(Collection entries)
--------------------------------------------------

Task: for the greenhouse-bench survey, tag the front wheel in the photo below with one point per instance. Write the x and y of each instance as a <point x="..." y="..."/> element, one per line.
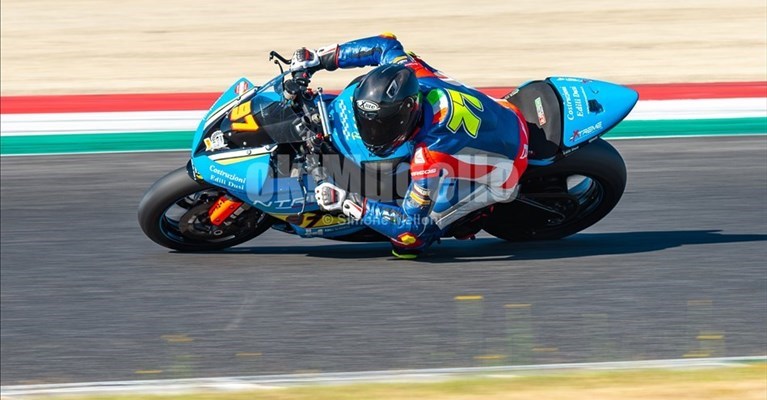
<point x="564" y="198"/>
<point x="174" y="214"/>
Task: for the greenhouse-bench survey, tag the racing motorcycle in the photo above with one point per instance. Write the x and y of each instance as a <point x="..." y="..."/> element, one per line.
<point x="260" y="151"/>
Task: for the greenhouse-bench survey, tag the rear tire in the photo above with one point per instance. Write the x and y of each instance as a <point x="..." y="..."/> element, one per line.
<point x="174" y="214"/>
<point x="583" y="187"/>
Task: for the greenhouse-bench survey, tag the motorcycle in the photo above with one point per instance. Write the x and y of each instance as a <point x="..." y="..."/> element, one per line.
<point x="260" y="151"/>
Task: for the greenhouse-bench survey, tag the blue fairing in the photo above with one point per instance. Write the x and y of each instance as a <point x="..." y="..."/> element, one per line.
<point x="590" y="108"/>
<point x="247" y="173"/>
<point x="346" y="137"/>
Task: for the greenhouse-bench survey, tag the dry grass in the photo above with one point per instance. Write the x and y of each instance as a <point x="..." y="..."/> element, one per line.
<point x="741" y="383"/>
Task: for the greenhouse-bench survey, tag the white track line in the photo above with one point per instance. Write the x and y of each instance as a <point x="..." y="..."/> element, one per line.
<point x="243" y="383"/>
<point x="159" y="121"/>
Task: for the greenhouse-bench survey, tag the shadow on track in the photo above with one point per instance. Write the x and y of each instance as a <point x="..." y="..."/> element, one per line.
<point x="488" y="249"/>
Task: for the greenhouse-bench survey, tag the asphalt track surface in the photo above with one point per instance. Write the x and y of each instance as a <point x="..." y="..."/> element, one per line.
<point x="677" y="270"/>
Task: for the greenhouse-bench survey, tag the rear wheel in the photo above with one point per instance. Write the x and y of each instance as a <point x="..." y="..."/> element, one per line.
<point x="174" y="214"/>
<point x="563" y="198"/>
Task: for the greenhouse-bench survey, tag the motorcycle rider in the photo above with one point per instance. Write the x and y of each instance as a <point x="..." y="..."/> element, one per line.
<point x="470" y="149"/>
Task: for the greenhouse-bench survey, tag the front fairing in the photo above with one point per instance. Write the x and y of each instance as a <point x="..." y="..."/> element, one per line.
<point x="243" y="170"/>
<point x="247" y="172"/>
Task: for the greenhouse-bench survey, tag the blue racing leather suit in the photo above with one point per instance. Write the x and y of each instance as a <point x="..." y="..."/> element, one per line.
<point x="469" y="152"/>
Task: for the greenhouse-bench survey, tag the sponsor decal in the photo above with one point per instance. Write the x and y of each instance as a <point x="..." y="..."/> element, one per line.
<point x="539" y="110"/>
<point x="586" y="131"/>
<point x="439" y="105"/>
<point x="573" y="102"/>
<point x="349" y="127"/>
<point x="215" y="142"/>
<point x="419" y="196"/>
<point x="368" y="106"/>
<point x="418" y="157"/>
<point x="461" y="114"/>
<point x="407" y="238"/>
<point x="241" y="88"/>
<point x="327" y="50"/>
<point x="392" y="90"/>
<point x="425" y="172"/>
<point x="226" y="179"/>
<point x="242" y="114"/>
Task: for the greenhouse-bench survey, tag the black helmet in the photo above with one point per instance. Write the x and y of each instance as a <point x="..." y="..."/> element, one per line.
<point x="387" y="107"/>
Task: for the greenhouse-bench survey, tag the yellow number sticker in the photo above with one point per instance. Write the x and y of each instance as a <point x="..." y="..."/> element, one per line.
<point x="242" y="112"/>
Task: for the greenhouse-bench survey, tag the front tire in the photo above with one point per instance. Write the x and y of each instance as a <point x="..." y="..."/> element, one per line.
<point x="174" y="214"/>
<point x="578" y="191"/>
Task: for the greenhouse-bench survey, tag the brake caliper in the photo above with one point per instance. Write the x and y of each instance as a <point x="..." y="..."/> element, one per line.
<point x="222" y="209"/>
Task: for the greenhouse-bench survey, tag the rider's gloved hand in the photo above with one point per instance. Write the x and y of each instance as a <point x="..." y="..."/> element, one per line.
<point x="305" y="60"/>
<point x="332" y="198"/>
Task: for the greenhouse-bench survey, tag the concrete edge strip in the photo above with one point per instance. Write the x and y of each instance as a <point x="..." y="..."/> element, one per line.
<point x="242" y="383"/>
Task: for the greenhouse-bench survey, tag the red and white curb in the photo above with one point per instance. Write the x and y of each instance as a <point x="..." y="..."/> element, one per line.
<point x="70" y="114"/>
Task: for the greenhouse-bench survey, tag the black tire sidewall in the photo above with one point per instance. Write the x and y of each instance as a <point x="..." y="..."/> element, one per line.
<point x="162" y="194"/>
<point x="598" y="160"/>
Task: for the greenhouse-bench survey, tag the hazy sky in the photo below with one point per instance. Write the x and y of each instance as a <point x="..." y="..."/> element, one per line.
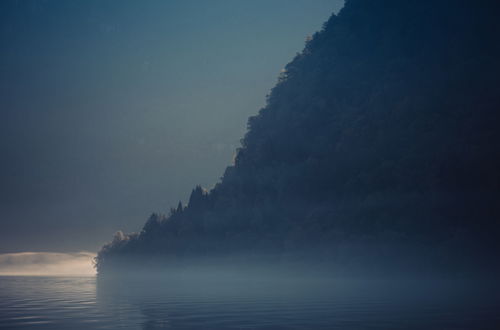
<point x="112" y="110"/>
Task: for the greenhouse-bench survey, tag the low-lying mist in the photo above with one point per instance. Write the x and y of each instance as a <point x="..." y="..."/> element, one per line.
<point x="47" y="264"/>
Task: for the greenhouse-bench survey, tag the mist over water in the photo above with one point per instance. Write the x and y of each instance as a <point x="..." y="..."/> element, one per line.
<point x="190" y="299"/>
<point x="47" y="264"/>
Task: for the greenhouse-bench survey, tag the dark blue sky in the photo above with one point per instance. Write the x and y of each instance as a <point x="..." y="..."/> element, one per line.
<point x="111" y="110"/>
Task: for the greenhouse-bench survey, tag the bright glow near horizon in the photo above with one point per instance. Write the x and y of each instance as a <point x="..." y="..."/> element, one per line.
<point x="47" y="264"/>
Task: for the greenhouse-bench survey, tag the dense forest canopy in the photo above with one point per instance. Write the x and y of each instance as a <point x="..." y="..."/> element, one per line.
<point x="378" y="148"/>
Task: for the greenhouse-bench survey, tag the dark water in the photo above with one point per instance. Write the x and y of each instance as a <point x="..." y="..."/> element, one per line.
<point x="88" y="303"/>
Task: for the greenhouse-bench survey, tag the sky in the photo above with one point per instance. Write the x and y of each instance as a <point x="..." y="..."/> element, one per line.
<point x="112" y="110"/>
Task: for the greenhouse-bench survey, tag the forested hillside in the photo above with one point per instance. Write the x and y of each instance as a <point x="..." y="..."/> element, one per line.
<point x="379" y="148"/>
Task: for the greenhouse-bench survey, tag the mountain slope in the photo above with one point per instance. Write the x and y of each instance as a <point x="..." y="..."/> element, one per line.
<point x="378" y="147"/>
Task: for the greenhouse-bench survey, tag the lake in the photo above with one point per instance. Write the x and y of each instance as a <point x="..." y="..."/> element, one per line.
<point x="91" y="303"/>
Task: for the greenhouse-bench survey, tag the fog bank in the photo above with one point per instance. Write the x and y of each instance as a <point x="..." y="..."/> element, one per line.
<point x="47" y="263"/>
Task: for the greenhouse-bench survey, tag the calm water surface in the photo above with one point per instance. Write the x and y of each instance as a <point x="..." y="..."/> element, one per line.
<point x="88" y="303"/>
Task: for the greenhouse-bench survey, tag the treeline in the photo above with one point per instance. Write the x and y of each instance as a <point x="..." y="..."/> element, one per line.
<point x="378" y="148"/>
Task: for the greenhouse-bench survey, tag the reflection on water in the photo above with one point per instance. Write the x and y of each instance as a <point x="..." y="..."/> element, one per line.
<point x="88" y="303"/>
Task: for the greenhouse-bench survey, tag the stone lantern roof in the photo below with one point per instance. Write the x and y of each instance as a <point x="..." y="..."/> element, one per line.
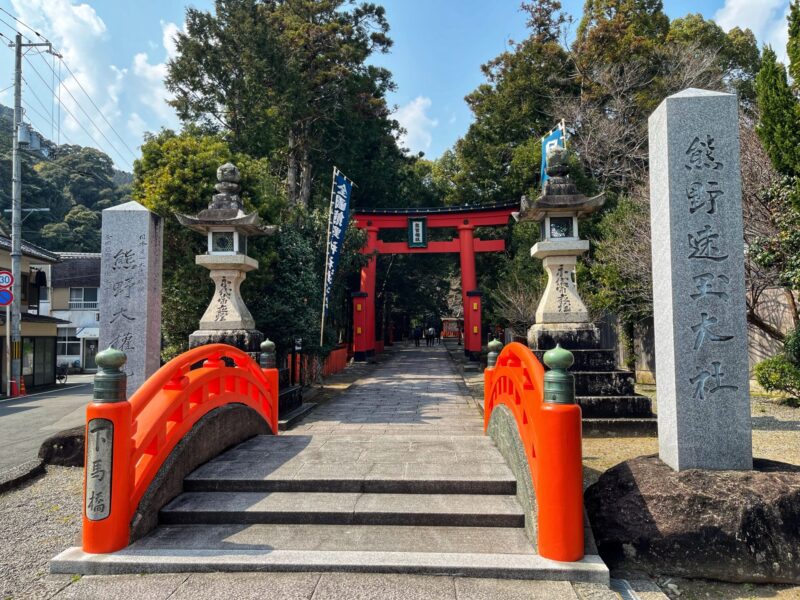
<point x="560" y="194"/>
<point x="226" y="209"/>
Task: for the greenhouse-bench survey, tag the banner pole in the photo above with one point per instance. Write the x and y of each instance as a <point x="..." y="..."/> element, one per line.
<point x="327" y="253"/>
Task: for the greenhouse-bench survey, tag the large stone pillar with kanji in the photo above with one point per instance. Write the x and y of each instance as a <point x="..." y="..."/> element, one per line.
<point x="698" y="283"/>
<point x="227" y="228"/>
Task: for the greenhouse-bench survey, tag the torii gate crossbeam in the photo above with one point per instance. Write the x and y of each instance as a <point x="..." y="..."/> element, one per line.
<point x="462" y="218"/>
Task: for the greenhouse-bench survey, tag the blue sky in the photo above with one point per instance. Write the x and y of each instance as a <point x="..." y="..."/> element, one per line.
<point x="117" y="50"/>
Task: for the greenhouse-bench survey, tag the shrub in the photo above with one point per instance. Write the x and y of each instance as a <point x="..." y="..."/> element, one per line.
<point x="779" y="374"/>
<point x="791" y="346"/>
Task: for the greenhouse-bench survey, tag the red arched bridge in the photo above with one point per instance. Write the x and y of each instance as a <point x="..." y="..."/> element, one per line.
<point x="129" y="440"/>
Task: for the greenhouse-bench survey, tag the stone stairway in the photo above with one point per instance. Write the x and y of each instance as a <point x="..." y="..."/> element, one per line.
<point x="364" y="503"/>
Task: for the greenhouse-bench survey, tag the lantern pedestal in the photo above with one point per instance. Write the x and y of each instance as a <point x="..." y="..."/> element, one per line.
<point x="604" y="392"/>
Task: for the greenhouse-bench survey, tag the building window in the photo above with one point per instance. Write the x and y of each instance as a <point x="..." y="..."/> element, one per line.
<point x="561" y="227"/>
<point x="68" y="342"/>
<point x="83" y="298"/>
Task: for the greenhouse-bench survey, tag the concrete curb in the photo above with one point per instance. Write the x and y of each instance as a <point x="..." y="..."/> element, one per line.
<point x="15" y="477"/>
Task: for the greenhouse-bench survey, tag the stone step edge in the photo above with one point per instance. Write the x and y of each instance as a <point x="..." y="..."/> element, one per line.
<point x="591" y="569"/>
<point x="482" y="512"/>
<point x="482" y="487"/>
<point x="623" y="427"/>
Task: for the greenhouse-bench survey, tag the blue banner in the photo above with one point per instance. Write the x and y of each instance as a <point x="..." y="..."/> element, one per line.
<point x="337" y="226"/>
<point x="556" y="137"/>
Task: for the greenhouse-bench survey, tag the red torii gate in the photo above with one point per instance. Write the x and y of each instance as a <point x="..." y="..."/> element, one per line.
<point x="464" y="219"/>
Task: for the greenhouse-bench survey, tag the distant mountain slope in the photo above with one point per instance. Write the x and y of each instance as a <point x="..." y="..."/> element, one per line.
<point x="74" y="182"/>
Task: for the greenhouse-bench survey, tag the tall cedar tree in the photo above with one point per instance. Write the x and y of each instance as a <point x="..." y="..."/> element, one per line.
<point x="278" y="78"/>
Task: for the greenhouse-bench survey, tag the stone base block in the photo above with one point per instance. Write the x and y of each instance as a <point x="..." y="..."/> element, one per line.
<point x="588" y="360"/>
<point x="603" y="383"/>
<point x="610" y="407"/>
<point x="730" y="525"/>
<point x="572" y="336"/>
<point x="248" y="340"/>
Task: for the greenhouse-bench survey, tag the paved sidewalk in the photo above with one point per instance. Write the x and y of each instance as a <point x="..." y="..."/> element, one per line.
<point x="27" y="421"/>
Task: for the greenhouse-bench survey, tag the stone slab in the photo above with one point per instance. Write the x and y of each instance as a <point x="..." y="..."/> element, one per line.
<point x="487" y="565"/>
<point x="511" y="589"/>
<point x="248" y="586"/>
<point x="374" y="538"/>
<point x="344" y="508"/>
<point x="370" y="586"/>
<point x="130" y="288"/>
<point x="123" y="587"/>
<point x="698" y="282"/>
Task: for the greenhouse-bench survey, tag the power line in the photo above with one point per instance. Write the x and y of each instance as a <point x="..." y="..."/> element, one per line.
<point x="24" y="25"/>
<point x="97" y="108"/>
<point x="86" y="131"/>
<point x="14" y="29"/>
<point x="35" y="96"/>
<point x="80" y="106"/>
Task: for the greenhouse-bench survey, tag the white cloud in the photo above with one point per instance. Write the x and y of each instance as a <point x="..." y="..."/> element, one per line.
<point x="150" y="76"/>
<point x="78" y="33"/>
<point x="414" y="119"/>
<point x="766" y="19"/>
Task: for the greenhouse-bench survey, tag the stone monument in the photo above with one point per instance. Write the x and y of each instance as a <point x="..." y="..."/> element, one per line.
<point x="130" y="288"/>
<point x="561" y="312"/>
<point x="702" y="369"/>
<point x="604" y="392"/>
<point x="227" y="319"/>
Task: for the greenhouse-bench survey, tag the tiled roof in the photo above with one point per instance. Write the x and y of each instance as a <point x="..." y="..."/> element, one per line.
<point x="74" y="255"/>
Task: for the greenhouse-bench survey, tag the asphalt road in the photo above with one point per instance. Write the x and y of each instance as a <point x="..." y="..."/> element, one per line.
<point x="26" y="422"/>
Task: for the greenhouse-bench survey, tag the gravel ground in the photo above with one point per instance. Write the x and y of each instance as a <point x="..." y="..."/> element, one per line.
<point x="38" y="521"/>
<point x="43" y="517"/>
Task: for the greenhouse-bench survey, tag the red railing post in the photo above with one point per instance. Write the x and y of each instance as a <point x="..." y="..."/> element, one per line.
<point x="549" y="425"/>
<point x="127" y="441"/>
<point x="107" y="470"/>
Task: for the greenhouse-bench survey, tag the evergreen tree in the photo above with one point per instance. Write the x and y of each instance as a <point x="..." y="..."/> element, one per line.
<point x="793" y="45"/>
<point x="778" y="126"/>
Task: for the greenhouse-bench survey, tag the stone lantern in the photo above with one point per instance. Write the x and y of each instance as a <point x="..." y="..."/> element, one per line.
<point x="227" y="319"/>
<point x="561" y="315"/>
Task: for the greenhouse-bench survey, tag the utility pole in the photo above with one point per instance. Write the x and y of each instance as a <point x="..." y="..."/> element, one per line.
<point x="16" y="216"/>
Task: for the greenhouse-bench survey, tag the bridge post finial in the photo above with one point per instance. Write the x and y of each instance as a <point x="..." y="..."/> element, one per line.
<point x="559" y="386"/>
<point x="494" y="351"/>
<point x="110" y="382"/>
<point x="267" y="358"/>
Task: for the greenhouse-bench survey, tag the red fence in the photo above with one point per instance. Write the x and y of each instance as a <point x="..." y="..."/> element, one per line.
<point x="147" y="427"/>
<point x="335" y="362"/>
<point x="309" y="368"/>
<point x="551" y="436"/>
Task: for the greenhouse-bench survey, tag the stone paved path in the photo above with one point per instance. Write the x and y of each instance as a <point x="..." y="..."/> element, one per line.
<point x="392" y="476"/>
<point x="416" y="392"/>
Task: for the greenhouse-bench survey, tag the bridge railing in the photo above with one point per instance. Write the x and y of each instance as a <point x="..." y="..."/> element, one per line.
<point x="127" y="441"/>
<point x="549" y="426"/>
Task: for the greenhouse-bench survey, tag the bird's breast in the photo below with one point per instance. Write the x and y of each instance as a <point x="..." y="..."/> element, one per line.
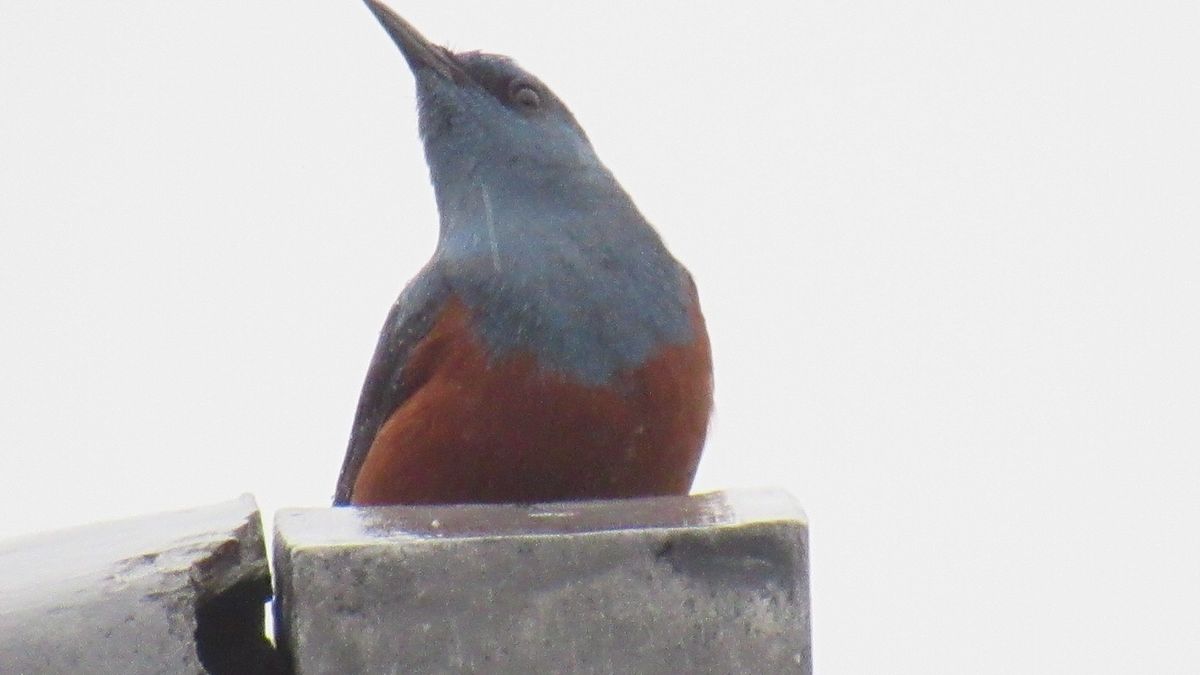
<point x="483" y="428"/>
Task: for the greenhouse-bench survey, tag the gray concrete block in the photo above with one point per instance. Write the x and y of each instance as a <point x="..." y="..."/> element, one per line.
<point x="174" y="592"/>
<point x="706" y="584"/>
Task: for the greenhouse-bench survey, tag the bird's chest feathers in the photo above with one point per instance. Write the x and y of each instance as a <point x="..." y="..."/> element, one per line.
<point x="585" y="312"/>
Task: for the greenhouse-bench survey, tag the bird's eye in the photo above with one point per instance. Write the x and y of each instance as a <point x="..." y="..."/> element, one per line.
<point x="525" y="95"/>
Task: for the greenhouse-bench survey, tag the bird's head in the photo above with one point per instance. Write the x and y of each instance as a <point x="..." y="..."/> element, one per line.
<point x="484" y="113"/>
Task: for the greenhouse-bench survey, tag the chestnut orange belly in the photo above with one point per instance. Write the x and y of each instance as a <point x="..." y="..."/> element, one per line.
<point x="505" y="430"/>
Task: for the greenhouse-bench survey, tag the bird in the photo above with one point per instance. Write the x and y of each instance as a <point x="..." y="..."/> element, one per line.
<point x="552" y="348"/>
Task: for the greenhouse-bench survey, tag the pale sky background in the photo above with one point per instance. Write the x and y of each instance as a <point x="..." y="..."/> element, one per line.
<point x="948" y="254"/>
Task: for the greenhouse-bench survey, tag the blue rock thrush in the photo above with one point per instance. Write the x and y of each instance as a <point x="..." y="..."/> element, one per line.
<point x="552" y="348"/>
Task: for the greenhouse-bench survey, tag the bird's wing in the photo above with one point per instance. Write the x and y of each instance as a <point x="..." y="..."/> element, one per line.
<point x="387" y="383"/>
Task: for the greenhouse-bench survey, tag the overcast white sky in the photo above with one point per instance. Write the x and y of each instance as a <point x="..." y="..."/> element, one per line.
<point x="948" y="254"/>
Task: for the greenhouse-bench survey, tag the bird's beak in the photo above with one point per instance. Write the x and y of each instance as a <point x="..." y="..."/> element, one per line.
<point x="419" y="52"/>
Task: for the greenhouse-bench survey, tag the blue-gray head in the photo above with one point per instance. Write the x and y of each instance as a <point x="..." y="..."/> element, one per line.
<point x="484" y="119"/>
<point x="537" y="236"/>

--------------------------------------------------

_Given instruction:_
Print exactly the lines from the one with "Task: for the greenhouse-bench survey, tag the bird in" through the end of the data, inclusive.

_Exercise answer:_
Task: for the greenhouse-bench survey, tag the bird in the photo above with one point per instance. Write the x and y of each instance as a <point x="..." y="..."/> element, one per line.
<point x="552" y="348"/>
Task: for the greenhouse-bench survey, tag the pale sky background in the photo above with one point per instance. Write the x and y of each instance as a <point x="..." y="..."/> element, one per line.
<point x="948" y="254"/>
Task: for the greenhouse-bench survey, tag the blue rock thrush in the photo above with one point per instance. Write the x and y of each instance as a <point x="..." y="..."/> element, one per line.
<point x="552" y="348"/>
Task: for the greenhouse-bench survey, tag the bird's wing in the photo above with one point per instance. Write the x and y of each instance as a <point x="..." y="..."/> element, one per line.
<point x="387" y="383"/>
Task: for the greenhouse-bench survey, tag the overcast white sky in the photo above with one point per instance. Write the x and y of each instance as a <point x="..." y="..."/> element, one per line.
<point x="948" y="254"/>
Task: for the greenhouse-bench survey, tag the bird's beak in the photo above with one point per instance. Write the x and y of each instance as a <point x="..." y="..."/> element, one per line.
<point x="419" y="52"/>
Task: for the greenhouse-bench survey, tag the blue-gray head in the photo above with one point per instance. Write the x and y of each instance as a <point x="..." y="..."/> element, one per line.
<point x="484" y="119"/>
<point x="537" y="236"/>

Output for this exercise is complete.